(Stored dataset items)
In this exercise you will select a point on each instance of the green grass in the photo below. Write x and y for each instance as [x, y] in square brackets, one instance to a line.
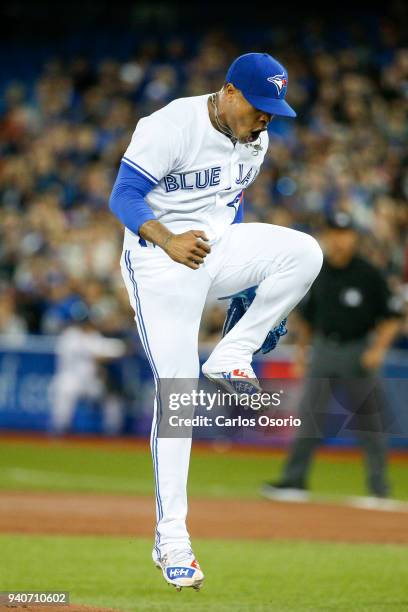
[240, 576]
[61, 468]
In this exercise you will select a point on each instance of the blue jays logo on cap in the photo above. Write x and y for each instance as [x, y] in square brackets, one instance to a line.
[279, 81]
[253, 74]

● **Instructions for the task**: Could you print, exactly and with nothing else, the lines from the one containing "of the blue" through the last line of the records above?

● **Written answer**:
In this exercise you will select a point on each instance of the blue jays logo on cap in the photo above. Write x and y for each instance as [x, y] in square brackets, one instance to a line.
[279, 81]
[253, 74]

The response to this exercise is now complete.